* BEGIN *

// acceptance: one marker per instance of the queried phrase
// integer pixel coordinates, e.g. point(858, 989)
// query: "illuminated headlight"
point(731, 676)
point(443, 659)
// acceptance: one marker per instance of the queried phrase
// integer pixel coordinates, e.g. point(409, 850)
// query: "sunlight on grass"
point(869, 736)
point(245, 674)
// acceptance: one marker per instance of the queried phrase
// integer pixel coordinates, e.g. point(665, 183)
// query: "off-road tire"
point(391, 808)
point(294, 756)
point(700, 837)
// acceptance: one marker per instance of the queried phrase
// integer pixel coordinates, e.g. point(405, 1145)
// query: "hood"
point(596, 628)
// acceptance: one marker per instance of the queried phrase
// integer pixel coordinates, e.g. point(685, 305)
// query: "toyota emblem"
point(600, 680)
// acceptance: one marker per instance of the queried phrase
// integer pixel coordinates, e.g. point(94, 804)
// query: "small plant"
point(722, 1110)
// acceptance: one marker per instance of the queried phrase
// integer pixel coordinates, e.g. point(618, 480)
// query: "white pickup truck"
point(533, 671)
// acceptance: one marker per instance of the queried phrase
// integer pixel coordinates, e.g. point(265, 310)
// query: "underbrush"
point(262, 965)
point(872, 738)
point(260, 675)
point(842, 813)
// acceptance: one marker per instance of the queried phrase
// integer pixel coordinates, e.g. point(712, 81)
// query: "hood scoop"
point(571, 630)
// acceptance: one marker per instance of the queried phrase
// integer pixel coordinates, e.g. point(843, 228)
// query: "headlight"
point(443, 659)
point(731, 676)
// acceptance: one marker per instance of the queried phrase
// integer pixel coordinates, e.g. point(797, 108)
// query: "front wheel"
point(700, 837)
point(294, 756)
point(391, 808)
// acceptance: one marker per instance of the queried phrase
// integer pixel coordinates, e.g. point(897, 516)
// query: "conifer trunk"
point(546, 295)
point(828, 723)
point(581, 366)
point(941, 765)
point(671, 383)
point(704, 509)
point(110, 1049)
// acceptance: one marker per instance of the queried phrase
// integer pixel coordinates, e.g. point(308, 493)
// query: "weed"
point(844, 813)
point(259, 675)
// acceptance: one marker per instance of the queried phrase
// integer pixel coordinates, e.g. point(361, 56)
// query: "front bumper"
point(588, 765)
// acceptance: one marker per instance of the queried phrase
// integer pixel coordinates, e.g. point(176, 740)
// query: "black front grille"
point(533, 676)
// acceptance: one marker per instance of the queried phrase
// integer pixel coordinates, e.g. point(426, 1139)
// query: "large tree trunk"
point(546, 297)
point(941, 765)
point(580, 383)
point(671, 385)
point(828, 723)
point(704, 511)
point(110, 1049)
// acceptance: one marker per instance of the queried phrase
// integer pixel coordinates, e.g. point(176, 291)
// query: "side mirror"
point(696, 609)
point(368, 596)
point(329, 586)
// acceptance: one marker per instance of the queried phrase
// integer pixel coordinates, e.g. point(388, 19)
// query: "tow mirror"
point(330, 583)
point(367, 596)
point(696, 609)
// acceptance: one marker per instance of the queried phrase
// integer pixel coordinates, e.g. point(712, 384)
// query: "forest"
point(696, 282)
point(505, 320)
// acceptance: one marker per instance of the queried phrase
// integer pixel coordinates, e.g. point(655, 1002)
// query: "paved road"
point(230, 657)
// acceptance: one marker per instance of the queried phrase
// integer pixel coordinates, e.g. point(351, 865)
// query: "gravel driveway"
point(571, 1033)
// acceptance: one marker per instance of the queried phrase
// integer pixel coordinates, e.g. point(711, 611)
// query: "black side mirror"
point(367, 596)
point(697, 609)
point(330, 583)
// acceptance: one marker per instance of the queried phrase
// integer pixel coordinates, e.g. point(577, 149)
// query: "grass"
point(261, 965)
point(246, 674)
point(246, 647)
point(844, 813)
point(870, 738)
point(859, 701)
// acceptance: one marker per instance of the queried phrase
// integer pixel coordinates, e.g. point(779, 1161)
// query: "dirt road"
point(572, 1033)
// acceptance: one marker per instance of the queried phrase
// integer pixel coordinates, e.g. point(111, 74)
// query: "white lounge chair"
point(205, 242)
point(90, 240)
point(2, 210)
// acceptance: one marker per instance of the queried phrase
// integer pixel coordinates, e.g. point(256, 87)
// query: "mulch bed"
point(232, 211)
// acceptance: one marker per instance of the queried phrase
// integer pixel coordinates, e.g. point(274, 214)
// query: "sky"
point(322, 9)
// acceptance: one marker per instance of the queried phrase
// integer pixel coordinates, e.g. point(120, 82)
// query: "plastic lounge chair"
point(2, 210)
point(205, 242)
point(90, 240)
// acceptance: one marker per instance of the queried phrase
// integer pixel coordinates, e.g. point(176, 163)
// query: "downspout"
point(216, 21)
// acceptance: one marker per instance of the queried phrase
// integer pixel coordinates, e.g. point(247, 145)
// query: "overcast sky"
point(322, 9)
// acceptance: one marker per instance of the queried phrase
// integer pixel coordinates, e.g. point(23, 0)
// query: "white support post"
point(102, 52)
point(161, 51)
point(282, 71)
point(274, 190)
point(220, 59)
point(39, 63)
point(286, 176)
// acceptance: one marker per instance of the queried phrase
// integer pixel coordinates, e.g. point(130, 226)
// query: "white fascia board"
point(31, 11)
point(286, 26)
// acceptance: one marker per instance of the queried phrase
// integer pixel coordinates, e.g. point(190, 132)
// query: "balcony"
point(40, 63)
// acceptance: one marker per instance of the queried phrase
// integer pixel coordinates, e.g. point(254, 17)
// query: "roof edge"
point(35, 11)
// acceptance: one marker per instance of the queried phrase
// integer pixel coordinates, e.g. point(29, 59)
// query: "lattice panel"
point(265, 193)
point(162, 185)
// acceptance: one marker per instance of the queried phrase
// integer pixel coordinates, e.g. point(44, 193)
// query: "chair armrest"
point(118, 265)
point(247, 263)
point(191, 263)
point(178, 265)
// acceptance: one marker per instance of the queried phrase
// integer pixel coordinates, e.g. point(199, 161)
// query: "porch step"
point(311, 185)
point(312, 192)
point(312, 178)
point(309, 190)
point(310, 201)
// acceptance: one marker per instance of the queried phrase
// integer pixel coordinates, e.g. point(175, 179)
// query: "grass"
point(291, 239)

* END *

Exercise instructions
State how many lines in the rows above contain the string "lounge", matching case exactly. Give only the number.

Answer to this problem
2